[GIVEN TEXT start]

Sunday, April 12, 2009

Equality in the Midwest....Iowa leading the way?

The Iowa Supreme Court ruled that basic fairness and constitutional equal protection were the linchpins that overturned a 10-year-old ban on same-sex marriage and puts Iowa squarely in the center of the nation’s debate over gay rights. The unanimous, 69-page decision maintains a church’s right to decide who can be married under its roof but allows the State to marry same sex couples in civil ceremonies.

[GIVEN TEXT end]

EXERCISE OBJECTIVE: In the post about the Iowa Supreme Court ruling, what two principles does the court say overturned the ban on same-sex marriage?

[MATERIAL SHOWN start]

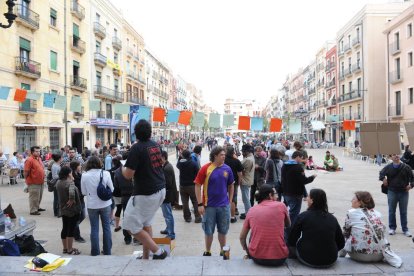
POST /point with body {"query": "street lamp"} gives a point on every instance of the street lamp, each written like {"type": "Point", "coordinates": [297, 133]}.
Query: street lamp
{"type": "Point", "coordinates": [10, 16]}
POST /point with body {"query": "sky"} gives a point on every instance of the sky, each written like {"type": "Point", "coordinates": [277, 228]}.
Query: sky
{"type": "Point", "coordinates": [241, 49]}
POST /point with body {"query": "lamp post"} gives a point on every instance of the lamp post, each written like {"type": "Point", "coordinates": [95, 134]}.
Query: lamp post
{"type": "Point", "coordinates": [10, 16]}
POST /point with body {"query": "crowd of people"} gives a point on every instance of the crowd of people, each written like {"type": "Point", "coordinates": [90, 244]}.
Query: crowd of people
{"type": "Point", "coordinates": [270, 177]}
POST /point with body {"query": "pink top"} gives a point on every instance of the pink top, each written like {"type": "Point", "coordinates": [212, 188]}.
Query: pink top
{"type": "Point", "coordinates": [267, 222]}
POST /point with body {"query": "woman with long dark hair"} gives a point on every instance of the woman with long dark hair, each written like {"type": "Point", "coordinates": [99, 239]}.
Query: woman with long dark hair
{"type": "Point", "coordinates": [316, 236]}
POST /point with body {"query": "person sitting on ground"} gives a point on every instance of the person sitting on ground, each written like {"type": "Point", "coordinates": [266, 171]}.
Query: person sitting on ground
{"type": "Point", "coordinates": [316, 236]}
{"type": "Point", "coordinates": [361, 241]}
{"type": "Point", "coordinates": [267, 221]}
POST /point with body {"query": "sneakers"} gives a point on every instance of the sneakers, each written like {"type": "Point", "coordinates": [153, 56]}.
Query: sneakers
{"type": "Point", "coordinates": [162, 256]}
{"type": "Point", "coordinates": [407, 234]}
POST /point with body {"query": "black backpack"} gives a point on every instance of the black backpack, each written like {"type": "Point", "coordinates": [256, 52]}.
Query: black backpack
{"type": "Point", "coordinates": [103, 192]}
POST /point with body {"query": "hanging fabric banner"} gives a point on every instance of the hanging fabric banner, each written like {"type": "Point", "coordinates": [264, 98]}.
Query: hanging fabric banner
{"type": "Point", "coordinates": [244, 123]}
{"type": "Point", "coordinates": [76, 104]}
{"type": "Point", "coordinates": [48, 100]}
{"type": "Point", "coordinates": [257, 123]}
{"type": "Point", "coordinates": [20, 95]}
{"type": "Point", "coordinates": [295, 126]}
{"type": "Point", "coordinates": [228, 120]}
{"type": "Point", "coordinates": [214, 120]}
{"type": "Point", "coordinates": [60, 102]}
{"type": "Point", "coordinates": [185, 117]}
{"type": "Point", "coordinates": [94, 105]}
{"type": "Point", "coordinates": [173, 116]}
{"type": "Point", "coordinates": [158, 114]}
{"type": "Point", "coordinates": [275, 125]}
{"type": "Point", "coordinates": [121, 108]}
{"type": "Point", "coordinates": [4, 92]}
{"type": "Point", "coordinates": [198, 119]}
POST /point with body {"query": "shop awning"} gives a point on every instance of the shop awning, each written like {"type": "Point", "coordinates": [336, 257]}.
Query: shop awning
{"type": "Point", "coordinates": [317, 125]}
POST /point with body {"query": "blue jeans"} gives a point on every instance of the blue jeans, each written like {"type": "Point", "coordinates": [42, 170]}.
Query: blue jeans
{"type": "Point", "coordinates": [245, 190]}
{"type": "Point", "coordinates": [169, 219]}
{"type": "Point", "coordinates": [105, 214]}
{"type": "Point", "coordinates": [400, 198]}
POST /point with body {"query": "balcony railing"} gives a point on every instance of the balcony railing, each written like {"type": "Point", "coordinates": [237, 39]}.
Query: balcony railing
{"type": "Point", "coordinates": [116, 43]}
{"type": "Point", "coordinates": [395, 47]}
{"type": "Point", "coordinates": [395, 111]}
{"type": "Point", "coordinates": [27, 17]}
{"type": "Point", "coordinates": [396, 76]}
{"type": "Point", "coordinates": [78, 45]}
{"type": "Point", "coordinates": [78, 83]}
{"type": "Point", "coordinates": [99, 30]}
{"type": "Point", "coordinates": [354, 94]}
{"type": "Point", "coordinates": [77, 10]}
{"type": "Point", "coordinates": [104, 92]}
{"type": "Point", "coordinates": [28, 107]}
{"type": "Point", "coordinates": [100, 59]}
{"type": "Point", "coordinates": [28, 68]}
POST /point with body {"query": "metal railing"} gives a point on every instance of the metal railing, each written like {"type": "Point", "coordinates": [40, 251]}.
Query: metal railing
{"type": "Point", "coordinates": [27, 16]}
{"type": "Point", "coordinates": [99, 30]}
{"type": "Point", "coordinates": [77, 10]}
{"type": "Point", "coordinates": [24, 65]}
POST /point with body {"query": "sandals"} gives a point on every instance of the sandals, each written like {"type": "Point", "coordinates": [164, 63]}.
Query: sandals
{"type": "Point", "coordinates": [74, 251]}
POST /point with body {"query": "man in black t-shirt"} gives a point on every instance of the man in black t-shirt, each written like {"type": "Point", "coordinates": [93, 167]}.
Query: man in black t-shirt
{"type": "Point", "coordinates": [144, 163]}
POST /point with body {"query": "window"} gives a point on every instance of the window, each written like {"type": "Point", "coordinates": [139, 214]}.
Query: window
{"type": "Point", "coordinates": [53, 60]}
{"type": "Point", "coordinates": [53, 17]}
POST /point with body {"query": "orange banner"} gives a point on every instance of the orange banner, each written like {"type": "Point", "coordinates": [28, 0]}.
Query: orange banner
{"type": "Point", "coordinates": [244, 123]}
{"type": "Point", "coordinates": [185, 117]}
{"type": "Point", "coordinates": [275, 125]}
{"type": "Point", "coordinates": [20, 95]}
{"type": "Point", "coordinates": [348, 125]}
{"type": "Point", "coordinates": [158, 115]}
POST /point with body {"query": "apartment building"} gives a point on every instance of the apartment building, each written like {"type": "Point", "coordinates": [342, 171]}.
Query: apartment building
{"type": "Point", "coordinates": [361, 45]}
{"type": "Point", "coordinates": [399, 68]}
{"type": "Point", "coordinates": [37, 58]}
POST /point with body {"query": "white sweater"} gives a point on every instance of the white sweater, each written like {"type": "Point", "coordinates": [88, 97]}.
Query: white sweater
{"type": "Point", "coordinates": [89, 185]}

[MATERIAL SHOWN end]

REPLY TO THE TASK: Basic fairness and constitutional equal protection.